Exercise objective: Transcribe each line of the records below exactly, excluding any embedded images.

--- Begin Excerpted data ---

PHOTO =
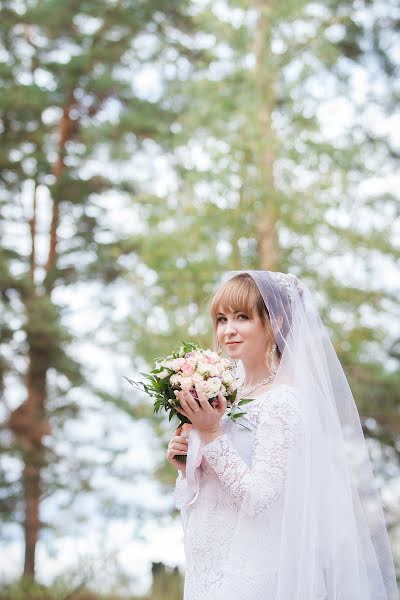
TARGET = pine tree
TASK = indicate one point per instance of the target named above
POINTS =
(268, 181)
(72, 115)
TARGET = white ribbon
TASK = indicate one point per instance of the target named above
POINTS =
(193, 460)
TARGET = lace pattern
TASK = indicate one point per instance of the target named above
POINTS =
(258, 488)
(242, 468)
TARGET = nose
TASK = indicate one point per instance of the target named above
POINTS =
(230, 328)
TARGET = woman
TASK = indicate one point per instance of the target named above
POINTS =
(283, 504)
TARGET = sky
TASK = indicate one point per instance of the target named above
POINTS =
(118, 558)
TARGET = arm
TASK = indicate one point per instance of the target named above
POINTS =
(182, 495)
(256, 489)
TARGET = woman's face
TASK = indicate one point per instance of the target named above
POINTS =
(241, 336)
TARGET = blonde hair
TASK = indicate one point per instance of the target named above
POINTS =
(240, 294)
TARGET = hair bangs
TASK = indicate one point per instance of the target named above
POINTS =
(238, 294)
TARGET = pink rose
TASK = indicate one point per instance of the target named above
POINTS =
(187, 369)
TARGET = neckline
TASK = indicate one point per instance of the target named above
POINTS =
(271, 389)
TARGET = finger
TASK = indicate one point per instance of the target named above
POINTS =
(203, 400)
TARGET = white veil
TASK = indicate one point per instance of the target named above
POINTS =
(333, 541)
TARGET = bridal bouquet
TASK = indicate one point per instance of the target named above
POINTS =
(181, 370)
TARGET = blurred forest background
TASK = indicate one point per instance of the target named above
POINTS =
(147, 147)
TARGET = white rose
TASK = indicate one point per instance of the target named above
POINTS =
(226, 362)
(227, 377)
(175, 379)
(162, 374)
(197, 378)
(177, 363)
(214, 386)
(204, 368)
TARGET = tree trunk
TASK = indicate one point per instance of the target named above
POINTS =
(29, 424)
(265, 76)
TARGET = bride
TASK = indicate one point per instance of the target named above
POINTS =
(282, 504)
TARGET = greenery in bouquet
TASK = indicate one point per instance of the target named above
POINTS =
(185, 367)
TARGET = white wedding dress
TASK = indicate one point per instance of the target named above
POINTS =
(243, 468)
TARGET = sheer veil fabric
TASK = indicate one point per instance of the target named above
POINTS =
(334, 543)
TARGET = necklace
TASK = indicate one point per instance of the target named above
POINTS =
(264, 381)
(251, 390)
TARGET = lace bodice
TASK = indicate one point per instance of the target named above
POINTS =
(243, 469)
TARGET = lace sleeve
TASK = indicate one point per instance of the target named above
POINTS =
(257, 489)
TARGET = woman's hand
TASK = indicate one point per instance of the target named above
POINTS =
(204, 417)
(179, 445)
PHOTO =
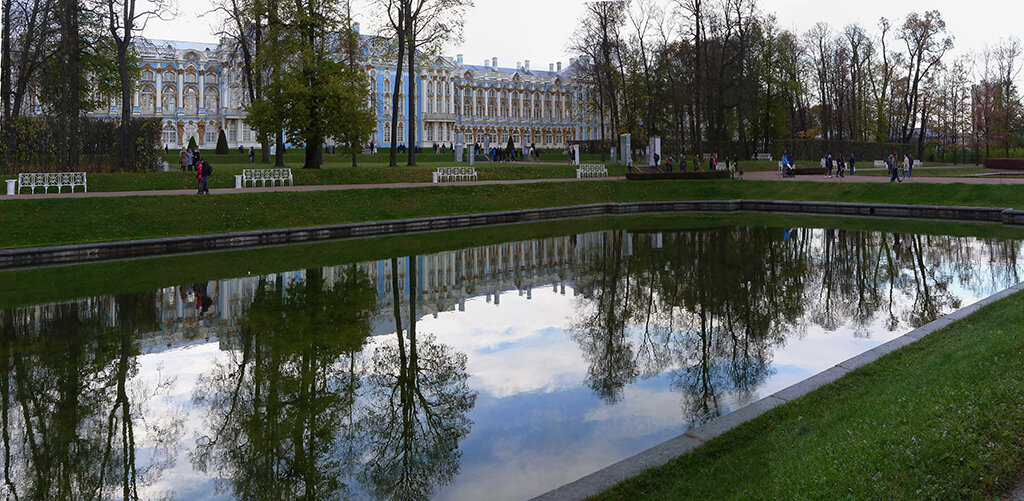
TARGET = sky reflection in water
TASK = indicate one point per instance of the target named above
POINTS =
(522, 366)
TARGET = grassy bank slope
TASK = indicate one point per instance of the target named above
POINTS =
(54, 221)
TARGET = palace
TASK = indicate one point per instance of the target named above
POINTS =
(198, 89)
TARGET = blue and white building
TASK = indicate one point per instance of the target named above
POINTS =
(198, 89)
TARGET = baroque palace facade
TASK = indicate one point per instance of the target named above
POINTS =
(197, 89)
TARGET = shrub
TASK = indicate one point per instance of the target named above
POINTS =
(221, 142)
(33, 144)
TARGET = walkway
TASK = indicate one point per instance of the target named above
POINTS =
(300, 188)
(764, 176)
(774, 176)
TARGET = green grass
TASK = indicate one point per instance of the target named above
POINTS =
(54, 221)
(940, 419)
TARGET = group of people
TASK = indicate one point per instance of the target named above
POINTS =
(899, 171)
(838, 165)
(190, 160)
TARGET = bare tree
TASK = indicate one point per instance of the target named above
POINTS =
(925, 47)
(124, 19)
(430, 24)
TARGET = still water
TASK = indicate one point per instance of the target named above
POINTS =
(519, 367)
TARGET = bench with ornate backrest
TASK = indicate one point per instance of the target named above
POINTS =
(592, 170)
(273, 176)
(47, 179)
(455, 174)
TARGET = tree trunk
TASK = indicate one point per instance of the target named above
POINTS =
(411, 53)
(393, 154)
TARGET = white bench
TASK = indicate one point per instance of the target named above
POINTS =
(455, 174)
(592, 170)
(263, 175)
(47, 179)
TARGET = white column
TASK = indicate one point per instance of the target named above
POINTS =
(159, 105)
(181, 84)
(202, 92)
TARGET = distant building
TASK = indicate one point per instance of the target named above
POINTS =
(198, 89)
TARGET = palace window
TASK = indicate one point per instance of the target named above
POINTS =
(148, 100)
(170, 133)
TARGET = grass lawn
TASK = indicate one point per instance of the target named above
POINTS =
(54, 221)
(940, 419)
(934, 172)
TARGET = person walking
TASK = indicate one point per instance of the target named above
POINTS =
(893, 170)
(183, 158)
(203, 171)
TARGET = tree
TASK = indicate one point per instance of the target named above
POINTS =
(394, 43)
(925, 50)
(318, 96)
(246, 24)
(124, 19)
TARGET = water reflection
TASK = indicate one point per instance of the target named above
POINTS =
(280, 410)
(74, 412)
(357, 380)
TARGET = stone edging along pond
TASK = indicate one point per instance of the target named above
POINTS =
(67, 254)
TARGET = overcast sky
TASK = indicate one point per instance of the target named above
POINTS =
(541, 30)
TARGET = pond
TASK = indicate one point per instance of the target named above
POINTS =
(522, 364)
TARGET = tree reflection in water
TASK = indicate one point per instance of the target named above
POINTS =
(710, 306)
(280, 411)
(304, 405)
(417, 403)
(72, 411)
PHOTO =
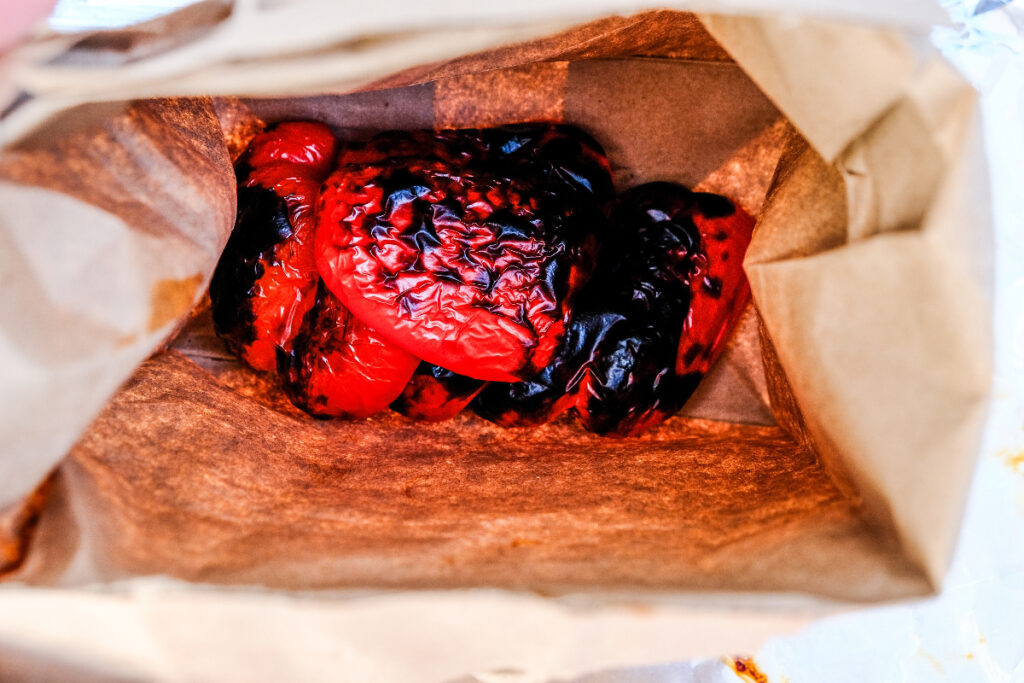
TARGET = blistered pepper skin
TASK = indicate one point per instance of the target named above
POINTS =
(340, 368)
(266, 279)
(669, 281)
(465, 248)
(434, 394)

--- End Excerpted data ---

Complete answer:
PHOTO =
TARGET = pine tree
TASK = indicate one point per instance of the target named above
POINTS =
(268, 181)
(72, 115)
TARGET = white ribbon
TASK = indicate one point per instance of the target named above
POINTS =
(193, 460)
TARGET = lace pattern
TASK = indicate one point per instance of the target named above
POINTS =
(258, 488)
(242, 468)
TARGET = nose
TASK = indicate one point per instance of the target named above
POINTS =
(230, 328)
TARGET = woman
TASK = indicate one point per instance of the target named above
POINTS =
(283, 504)
TARGET = sky
TASK = indicate one point per instance of the target named above
POINTS =
(118, 558)
TARGET = arm
TASK = indicate one point per instance of the target named above
POINTS =
(182, 495)
(256, 489)
TARGET = woman's face
TASK = indicate one point per instance of the target named above
POINTS =
(241, 336)
TARGET = blonde hair
TASK = indicate one point per instance of the target named above
POINTS =
(240, 294)
TARGET = hair bangs
TASK = indicate one point per instance of the target named above
POINTS =
(238, 294)
TARGET = pink rose
TASK = indicate one point per instance of the target named above
POINTS =
(187, 369)
TARGET = neckline
TASK = indicate one point per instance of the target named above
POINTS =
(271, 389)
TARGET = finger
TASK = indicate one point per instance of the target named above
POINTS =
(203, 400)
TARGET = white veil
TASK = indicate one point per instance of the target named above
POINTS =
(333, 541)
TARGET = bridal bouquet
TASK = indicate one point per instance of the target named above
POINTS =
(181, 370)
TARGET = blurred forest background
TASK = indicate one point per instance of the target named above
POINTS =
(147, 147)
TARGET = white rose
TASK = indicate one point per instance of the target named above
POINTS =
(226, 362)
(227, 377)
(175, 379)
(162, 374)
(197, 378)
(177, 363)
(214, 386)
(204, 368)
TARGET = tree trunk
TASK = indicate one point per instance of the target named above
POINTS =
(29, 424)
(265, 76)
TARGET = bride
TASK = indicate one point per instance of the target named above
POINTS =
(282, 504)
TARGET = greenery in bouquet
TASK = indicate one point per instance of the target named above
POINTS =
(185, 367)
TARGET = white wedding dress
TASK = indicate one point per instance of the target named above
POINTS =
(243, 468)
TARGET = sheer veil fabric
TASK = indicate one point per instance of the target named above
POINTS =
(334, 543)
TARGET = necklace
TASK = indicate one point per instance of the target named above
POINTS =
(264, 381)
(251, 390)
TARGET = lace bodice
TASK = indicate one point per instance of the target named above
POINTS =
(243, 469)
TARGET = lace sleeve
TASK = indicate one point per instance of the target named above
POINTS =
(257, 489)
TARGET = woman's hand
TASK = indicate one point per instance of the target named above
POINTS =
(204, 417)
(179, 445)
PHOTO =
TARGET = sky reflection in water
TASK = indicate one point per instance of the target named above
POINTS =
(522, 366)
TARGET = grassy bank slope
TASK = indicate one point per instance of the target named above
POINTS =
(54, 221)
TARGET = palace
TASK = indicate one point per instance of the target named above
POINTS =
(198, 89)
TARGET = blue and white building
TASK = indicate one point per instance of the target named above
POINTS =
(198, 89)
TARGET = baroque palace facade
TASK = indicate one point per instance of the target named above
POINTS =
(197, 89)
TARGET = shrub
TASK = indicate one point per instance of the target named above
POINTS =
(221, 142)
(33, 144)
TARGET = walkway
TASK = indicate one point per instance of the target named above
POINTS =
(300, 188)
(764, 176)
(774, 176)
TARGET = green grass
TASK = indicate one point per instance of the target named above
POINTS =
(54, 221)
(940, 419)
TARGET = group of people
TASK = indicate one point per instance of the target named above
POINTS =
(899, 171)
(838, 165)
(190, 160)
TARGET = bare tree
TASK = indicate one point per instance of the target named above
POINTS =
(925, 47)
(124, 19)
(430, 24)
TARGET = still water
TASK = indicate one point per instance of the target named above
POINTS =
(519, 367)
TARGET = bench with ornate backrest
TASK = indicate one point per instance of the target named above
POINTS =
(592, 170)
(273, 176)
(47, 179)
(455, 174)
TARGET = tree trunk
TASK = indicate one point per instance of the target named above
POINTS =
(411, 53)
(393, 154)
TARGET = white bench
TASK = indicate one point per instance of the target named above
POINTS =
(455, 174)
(592, 170)
(263, 175)
(47, 179)
TARGET = white column
TASK = indicate one point per instance of the target named above
POINTS =
(159, 105)
(181, 84)
(202, 92)
TARGET = distant building
TASK = indicate one point per instance of the target named above
POINTS =
(198, 89)
TARGET = palace window
TASK = indicate one point per instance of the target named above
POINTS =
(148, 100)
(170, 133)
TARGET = grass lawn
TASK = indicate one point per instance of the target named above
POINTS =
(54, 221)
(940, 419)
(934, 172)
TARGET = person walking
TASK = indicate one point per instance of the target named above
POINTS =
(893, 170)
(183, 158)
(203, 171)
TARGET = tree
TASK = indicate one point per instance of the target named above
POINTS =
(394, 43)
(925, 50)
(318, 96)
(246, 24)
(124, 19)
TARGET = water reflection
TASK = indicate one point per instance of the target named above
POINTS =
(280, 410)
(74, 412)
(357, 380)
TARGET = stone edging along pond
TASK = indicate one point per instance of the target named above
POINTS =
(67, 254)
TARGET = overcast sky
TASK = indicate one point per instance of the target named above
POINTS =
(541, 30)
TARGET = pond
TASK = indicate one point per instance of the target named above
POINTS =
(522, 364)
TARGET = tree reflection in water
TASK = indicate one point per instance of the target named above
POINTS =
(710, 306)
(280, 411)
(304, 405)
(417, 403)
(72, 411)
PHOTO =
TARGET = blistered pepper skin
TASK = indicate one point per instance of the target named above
POINTS =
(340, 368)
(266, 279)
(669, 281)
(465, 248)
(434, 394)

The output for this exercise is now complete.